Challenge 1 — Repeat word for word the passage of the blog post about writing cookery books that starts at "Now you know" and ends with "bonkers it’s been.".
········
Writing Cookery Books. Challenge 1 – Organizing the Unorganizable

It’s been a little quiet on my blog lately. The reason for this is that I have been busy trying to write some cookery books. Cookery books? you might ask. Yes.

If you have read A Deal with a Stranger or The Broken Heart Refuge 1, you might have noticed that the protagonists of these stories are slightly obsessed with cooking and eating. That is no big deal, they’re Italian, and it’s quite natural for Italians to have a passion for food.

I had been thinking for a long time about writing a cookery book. But I wanted to write it as a collection of recipes from friends and family from Italy, rather than my own recipes. First of all because I don’t have that many recipes myself, I am no chef. And second because I have a huge family and many, many friends who CAN cook.

So I started this huge project which involved asking members of my family and friends in Italy for their recipes and collecting them. Not only that, I also asked them to take photos of their dish while they prepared it. At the moment I’m writing three books, one on tiramisu, one on risotto and one on pasta sauce recipes. The first book, the one on tiramisu recipes, should be published in July.

Now you know why I haven’t been so active on my blog lately.

The writing of these books has presented some challenges, which I thought I could share with you in my next articles. The first one been a purely organizational one.

My husband is an IT Project Manager and when I discussed with him what I was doing, that is, coordinating about 50 Italian people, to give me recipes and photos for three cookery books, he just looked at me with an expression that said “bonkers”. And bonkers it’s been.

The following hiccups have been experienced during the collection of recipes.

  1. Not reading the instructions on how to submit a recipe, hence recipes that come in various formats, or with dosages done by ‘eye’.
  2. People sending just photos and not recipes, saying “I’ll tell you the recipe on Skype.”
  3.  People sending just the recipe without the photos.
········
Challenge 2 — Put the outline listing into a Markdown table with the columns Row and Listing line, skipping blank lines. Begin at the line of the listing that has "Could you please outline every instance of the black" and stop after the final line of the listing.

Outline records
········
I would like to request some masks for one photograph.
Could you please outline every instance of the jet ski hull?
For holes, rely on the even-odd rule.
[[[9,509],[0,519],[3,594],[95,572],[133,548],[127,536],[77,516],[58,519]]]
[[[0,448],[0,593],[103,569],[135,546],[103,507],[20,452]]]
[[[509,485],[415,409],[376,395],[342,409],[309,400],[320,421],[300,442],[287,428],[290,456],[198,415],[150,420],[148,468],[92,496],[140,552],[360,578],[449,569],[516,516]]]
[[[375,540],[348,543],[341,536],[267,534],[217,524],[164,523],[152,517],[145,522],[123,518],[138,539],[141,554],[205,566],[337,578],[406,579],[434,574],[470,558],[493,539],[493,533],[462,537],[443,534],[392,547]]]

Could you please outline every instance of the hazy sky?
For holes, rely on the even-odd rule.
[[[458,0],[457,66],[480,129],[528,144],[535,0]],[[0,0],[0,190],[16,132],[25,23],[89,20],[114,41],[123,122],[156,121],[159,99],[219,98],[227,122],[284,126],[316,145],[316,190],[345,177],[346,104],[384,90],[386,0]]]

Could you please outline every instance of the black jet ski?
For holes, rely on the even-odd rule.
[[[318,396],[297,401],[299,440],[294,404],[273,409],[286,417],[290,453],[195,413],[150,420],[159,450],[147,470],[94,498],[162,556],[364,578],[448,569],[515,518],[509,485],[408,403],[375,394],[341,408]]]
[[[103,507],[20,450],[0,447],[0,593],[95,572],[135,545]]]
········
Full response 1 —
Now you know why I haven’t been so active on my blog lately.

The writing of these books has presented some challenges, which I thought I could share with you in my next articles. The first one been a purely organizational one.

My husband is an IT Project Manager and when I discussed with him what I was doing, that is, coordinating about 50 Italian people, to give me recipes and photos for three cookery books, he just looked at me with an expression that said “bonkers”. And bonkers it’s been.

Full response 2 —
| Row | Listing line |
|---|---|
| 1 | Could you please outline every instance of the black jet ski? |
| 2 | For holes, rely on the even-odd rule. |
| 3 | [[[318,396],[297,401],[299,440],[294,404],[273,409],[286,417],[290,453],[195,413],[150,420],[159,450],[147,470],[94,498],[162,556],[364,578],[448,569],[515,518],[509,485],[408,403],[375,394],[341,408]]] |
| 4 | [[[103,507],[20,450],[0,447],[0,593],[95,572],[135,545]]] |